# Exercices:
a) Reproduisez fidèlement le passage du texte sur les applications médicales, depuis « Des applications médicales » jusqu'à « dermatologue à Paris. » inclus.
b) Reprenez le texte sur le pansement cutané mis au point au MIT et poursuivez-le à partir de sa dernière phrase.

# Texte à étudier:

Des applications médicales
Les scientifiques du MIT espèrent avec cette trouvaille apporter une solution de soin efficace aux millions de personnes souffrant de maladies de peau telles que le psoriasis, la dermatite et l’eczéma atopique. « Ce système, qui consiste à mélanger deux crèmes dont une à base de polymères, permet de former comme un pansement très fin et indétectable à la surface de la peau », explique le Dr Catherine Olivères-Ghouti, dermatologue à Paris.

# Documents sources:
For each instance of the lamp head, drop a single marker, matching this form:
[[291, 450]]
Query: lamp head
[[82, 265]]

# Corrigé détaillé:
a)
Des applications médicales
Les scientifiques du MIT espèrent avec cette trouvaille apporter une solution de soin efficace aux millions de personnes souffrant de maladies de peau telles que le psoriasis, la dermatite et l’eczéma atopique. « Ce système, qui consiste à mélanger deux crèmes dont une à base de polymères, permet de former comme un pansement très fin et indétectable à la surface de la peau », explique le Dr Catherine Olivères-Ghouti, dermatologue à Paris.

b)
Une formule imperméable qui assure une meilleure hydratation de la peau et à laquelle il sera possible, c’est ce sur quoi planchent les scientifiques, d’adjoindre des médicaments. « Cela pourrait être intéressant à l’avenir : une plaie guérit mieux en milieu humide et ce dispositif garantit une protection temporaire qui favorise la cicatrisation », note le Pr Louis Dubertret, professeur de dermatologie, ancien chef du service dermatologie de l’Hôpital Saint-Louis à Paris et auteur de Psoriasis (éd. Med’Com). Et s’il est un jour possible d’administrer des médicaments grâce à cette seconde peau en silicone, « cela permettra d’obtenir un effet réservoir, pour diffuser lentement et en continu les traitements, par exemple à base de corticoïdes, dans l’épiderme », poursuit ce spécialiste du psoriasis, qui a déjà collaboré avec les chercheurs du MIT.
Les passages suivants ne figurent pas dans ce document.